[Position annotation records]
==============================

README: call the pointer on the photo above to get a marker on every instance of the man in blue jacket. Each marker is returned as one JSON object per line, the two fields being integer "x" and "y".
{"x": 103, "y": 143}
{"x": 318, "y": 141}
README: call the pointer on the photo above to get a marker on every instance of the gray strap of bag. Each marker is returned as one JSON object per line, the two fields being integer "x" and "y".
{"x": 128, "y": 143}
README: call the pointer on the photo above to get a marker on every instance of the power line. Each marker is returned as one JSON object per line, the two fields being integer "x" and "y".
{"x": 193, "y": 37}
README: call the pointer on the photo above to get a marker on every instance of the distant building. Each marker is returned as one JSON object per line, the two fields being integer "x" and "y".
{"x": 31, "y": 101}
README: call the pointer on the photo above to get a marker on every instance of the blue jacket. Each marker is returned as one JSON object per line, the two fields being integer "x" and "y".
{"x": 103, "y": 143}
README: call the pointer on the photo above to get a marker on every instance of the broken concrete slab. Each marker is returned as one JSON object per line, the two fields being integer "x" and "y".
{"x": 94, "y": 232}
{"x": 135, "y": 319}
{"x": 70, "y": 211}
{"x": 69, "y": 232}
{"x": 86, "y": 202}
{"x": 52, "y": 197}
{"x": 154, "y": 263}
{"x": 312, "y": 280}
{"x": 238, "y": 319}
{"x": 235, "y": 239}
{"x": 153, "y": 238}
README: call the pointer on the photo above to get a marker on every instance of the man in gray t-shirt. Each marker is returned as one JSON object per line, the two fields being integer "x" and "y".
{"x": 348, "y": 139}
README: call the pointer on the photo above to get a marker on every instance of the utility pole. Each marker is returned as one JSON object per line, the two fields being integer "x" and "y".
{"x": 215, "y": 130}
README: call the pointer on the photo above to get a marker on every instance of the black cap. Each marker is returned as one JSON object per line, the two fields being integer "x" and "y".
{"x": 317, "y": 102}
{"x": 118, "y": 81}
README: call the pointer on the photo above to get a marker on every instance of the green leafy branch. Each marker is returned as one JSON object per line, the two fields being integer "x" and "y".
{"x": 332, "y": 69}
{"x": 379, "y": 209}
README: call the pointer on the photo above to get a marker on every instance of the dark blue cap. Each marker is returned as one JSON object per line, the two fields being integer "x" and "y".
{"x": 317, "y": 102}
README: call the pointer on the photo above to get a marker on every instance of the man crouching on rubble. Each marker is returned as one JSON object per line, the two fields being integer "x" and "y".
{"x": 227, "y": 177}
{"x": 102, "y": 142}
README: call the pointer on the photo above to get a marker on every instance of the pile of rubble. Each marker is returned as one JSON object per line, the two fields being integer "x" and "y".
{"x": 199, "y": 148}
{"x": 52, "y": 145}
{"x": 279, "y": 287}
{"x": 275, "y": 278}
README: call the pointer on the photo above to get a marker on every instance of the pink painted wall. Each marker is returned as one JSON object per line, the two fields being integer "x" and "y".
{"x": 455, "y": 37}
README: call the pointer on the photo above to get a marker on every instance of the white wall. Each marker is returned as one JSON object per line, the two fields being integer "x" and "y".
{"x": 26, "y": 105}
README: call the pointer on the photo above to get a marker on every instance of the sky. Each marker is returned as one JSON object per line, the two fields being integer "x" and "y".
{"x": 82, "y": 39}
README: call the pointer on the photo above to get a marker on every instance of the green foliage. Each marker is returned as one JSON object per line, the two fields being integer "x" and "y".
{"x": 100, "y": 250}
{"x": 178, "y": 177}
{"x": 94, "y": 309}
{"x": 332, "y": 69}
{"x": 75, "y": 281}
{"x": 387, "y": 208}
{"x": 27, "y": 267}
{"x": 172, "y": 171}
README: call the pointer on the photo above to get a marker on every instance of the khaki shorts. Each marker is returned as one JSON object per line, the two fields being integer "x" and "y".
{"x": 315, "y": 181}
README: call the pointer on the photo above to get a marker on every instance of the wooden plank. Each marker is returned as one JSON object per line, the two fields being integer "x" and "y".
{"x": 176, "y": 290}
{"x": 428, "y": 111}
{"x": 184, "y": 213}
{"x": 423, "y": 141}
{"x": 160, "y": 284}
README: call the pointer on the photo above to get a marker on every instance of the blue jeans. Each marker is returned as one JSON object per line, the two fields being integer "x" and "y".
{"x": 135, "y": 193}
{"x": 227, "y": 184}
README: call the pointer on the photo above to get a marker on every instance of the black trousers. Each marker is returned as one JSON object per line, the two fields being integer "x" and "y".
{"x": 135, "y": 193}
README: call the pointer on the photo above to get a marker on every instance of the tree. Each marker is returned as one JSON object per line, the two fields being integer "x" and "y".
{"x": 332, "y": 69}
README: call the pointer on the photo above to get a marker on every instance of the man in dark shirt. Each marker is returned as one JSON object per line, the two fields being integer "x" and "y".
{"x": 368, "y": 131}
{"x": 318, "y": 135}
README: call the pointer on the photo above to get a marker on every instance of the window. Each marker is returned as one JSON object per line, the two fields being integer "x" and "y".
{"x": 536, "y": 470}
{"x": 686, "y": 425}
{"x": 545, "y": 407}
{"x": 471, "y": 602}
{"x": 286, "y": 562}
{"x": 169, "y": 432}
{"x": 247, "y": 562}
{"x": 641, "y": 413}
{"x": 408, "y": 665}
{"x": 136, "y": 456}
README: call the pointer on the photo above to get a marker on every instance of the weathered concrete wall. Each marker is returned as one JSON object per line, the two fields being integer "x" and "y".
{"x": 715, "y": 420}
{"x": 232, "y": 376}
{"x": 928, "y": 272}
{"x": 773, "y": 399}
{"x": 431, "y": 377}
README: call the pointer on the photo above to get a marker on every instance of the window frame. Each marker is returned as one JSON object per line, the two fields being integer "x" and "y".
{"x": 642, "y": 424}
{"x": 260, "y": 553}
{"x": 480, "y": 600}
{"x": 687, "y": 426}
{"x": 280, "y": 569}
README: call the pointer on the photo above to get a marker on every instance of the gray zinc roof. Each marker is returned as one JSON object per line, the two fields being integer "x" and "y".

==============================

## What is being asked
Rewrite all the items above, putting "dot" in place of each "marker" and leaving everything else unchanged.

## Solution to this exercise
README: call the pointer on the photo above to get a dot on every instance of the man in blue jacket. Each dot is returned as one JSON object per line, the two fields being integer "x" and "y".
{"x": 103, "y": 143}
{"x": 318, "y": 141}
README: call the pointer on the photo above to get a dot on every instance of the gray strap of bag. Each dot is returned as one JSON object per line, the two fields being integer "x" and "y".
{"x": 128, "y": 143}
README: call the pointer on the photo above to get a dot on every instance of the power line. Each dot is returned as one JSON object per line, the two fields being integer "x" and "y".
{"x": 193, "y": 37}
README: call the pointer on the photo above to get a dot on every instance of the distant building. Each dot is returned as one JSON object per line, the two fields being integer "x" and "y".
{"x": 31, "y": 101}
README: call the pointer on the photo above to get a dot on every instance of the blue jacket. Each dot is returned as one JSON object per line, the two fields being integer "x" and "y".
{"x": 103, "y": 143}
README: call the pointer on the photo above to get a dot on every instance of the broken concrete slab. Each dot is returned as one JSON object per line, the two fields being integer "x" and "y".
{"x": 94, "y": 232}
{"x": 135, "y": 319}
{"x": 70, "y": 211}
{"x": 69, "y": 232}
{"x": 86, "y": 202}
{"x": 52, "y": 197}
{"x": 154, "y": 263}
{"x": 312, "y": 280}
{"x": 238, "y": 319}
{"x": 235, "y": 239}
{"x": 153, "y": 238}
README: call the pointer on the photo above to get a dot on every instance of the man in gray t-shirt. Each dot is returned as one JSON object per line, the two fields being integer "x" and "y".
{"x": 348, "y": 139}
README: call the pointer on the photo above to get a dot on every instance of the utility pole. Each dot is returned as one JSON object per line, the two fields being integer "x" and "y".
{"x": 215, "y": 130}
README: call the pointer on the photo above to get a dot on every instance of the black cap. Each dot is returned as one JSON object per line, the two fields being integer "x" and "y".
{"x": 317, "y": 102}
{"x": 118, "y": 81}
README: call the pointer on the photo above to get a dot on every instance of the green leafy branch. Each dot is returned as one JSON object per line, the two fields being integer "x" and "y".
{"x": 332, "y": 69}
{"x": 379, "y": 209}
README: call the pointer on the photo above to get a dot on every instance of the dark blue cap. Each dot is returned as one JSON object per line, the two fields being integer "x" and "y".
{"x": 317, "y": 102}
README: call the pointer on the photo above to get a dot on every instance of the man crouching on rubble. Each dot is returned as one JSON object per line, the two fields being integer "x" and "y".
{"x": 227, "y": 177}
{"x": 102, "y": 142}
README: call the pointer on the photo above to get a dot on every instance of the pile of rubble. Each dot is returned as one JSON object per line, the two fields being integer "x" and "y".
{"x": 199, "y": 148}
{"x": 52, "y": 145}
{"x": 279, "y": 287}
{"x": 275, "y": 278}
README: call the pointer on the photo above to get a dot on every instance of the pink painted wall. Each dot is returned as one JSON object per line, the two fields being integer "x" and "y".
{"x": 455, "y": 37}
README: call the pointer on the photo above to get a dot on every instance of the white wall. Each dot is returned as one JSON object per line, the two fields being integer "x" and "y".
{"x": 26, "y": 105}
README: call the pointer on the photo above to get a dot on every instance of the sky. Each dot is returned as one JSON object per line, the two fields being integer "x" and "y".
{"x": 82, "y": 39}
README: call the pointer on the photo above to get a dot on every instance of the green foliage. Each dot is returned as one JSON object per line, the two fields being integer "x" and "y".
{"x": 100, "y": 250}
{"x": 178, "y": 177}
{"x": 94, "y": 309}
{"x": 332, "y": 69}
{"x": 75, "y": 281}
{"x": 387, "y": 208}
{"x": 27, "y": 267}
{"x": 172, "y": 171}
README: call the pointer on the photo above to get a dot on every instance of the khaki shorts. Each dot is returned as one JSON object per line, the two fields being integer "x" and "y".
{"x": 315, "y": 181}
README: call the pointer on the photo above to get a dot on every instance of the wooden plank. Each dot is returned as one JSON object per line, the two fields being integer "x" and "y".
{"x": 176, "y": 290}
{"x": 428, "y": 111}
{"x": 184, "y": 213}
{"x": 423, "y": 141}
{"x": 160, "y": 284}
README: call the pointer on the photo above to get a dot on every instance of the blue jeans. Each dot is returned as one JSON object per line, the two fields being integer "x" and "y".
{"x": 135, "y": 193}
{"x": 227, "y": 184}
README: call the pointer on the photo above to get a dot on every instance of the black trousers. Each dot is returned as one JSON object per line, the two fields being integer "x" and "y".
{"x": 135, "y": 193}
README: call the pointer on the photo above to get a dot on every instance of the tree. Each dot is returned as one JSON object per line, the two fields being integer "x" and "y".
{"x": 332, "y": 69}
README: call the pointer on the photo above to get a dot on every instance of the man in dark shirt. Each dot is returned as one JSON object per line, the two fields being integer "x" and "y".
{"x": 368, "y": 131}
{"x": 318, "y": 135}
README: call the pointer on the photo above to get a dot on every instance of the window. Each dot is returned as one JSON object per line, the two fields being integer "x" and "y".
{"x": 536, "y": 470}
{"x": 686, "y": 425}
{"x": 545, "y": 407}
{"x": 471, "y": 602}
{"x": 286, "y": 562}
{"x": 169, "y": 432}
{"x": 247, "y": 562}
{"x": 641, "y": 413}
{"x": 408, "y": 665}
{"x": 136, "y": 456}
README: call the pointer on the photo above to get a dot on every instance of the weathered concrete wall. Each dot is returned as one JSON object per line, the two fields being integer "x" and "y".
{"x": 715, "y": 420}
{"x": 232, "y": 376}
{"x": 928, "y": 272}
{"x": 773, "y": 399}
{"x": 431, "y": 377}
README: call the pointer on the photo above to get a dot on every instance of the window frame. Each dot is returned as one JSON object per line, the two fields being integer "x" and "y".
{"x": 642, "y": 424}
{"x": 260, "y": 553}
{"x": 480, "y": 600}
{"x": 687, "y": 426}
{"x": 280, "y": 569}
README: call the pointer on the photo above to get a dot on every instance of the gray zinc roof. Each dot is returned as one JSON object per line, the two fields being integer "x" and "y".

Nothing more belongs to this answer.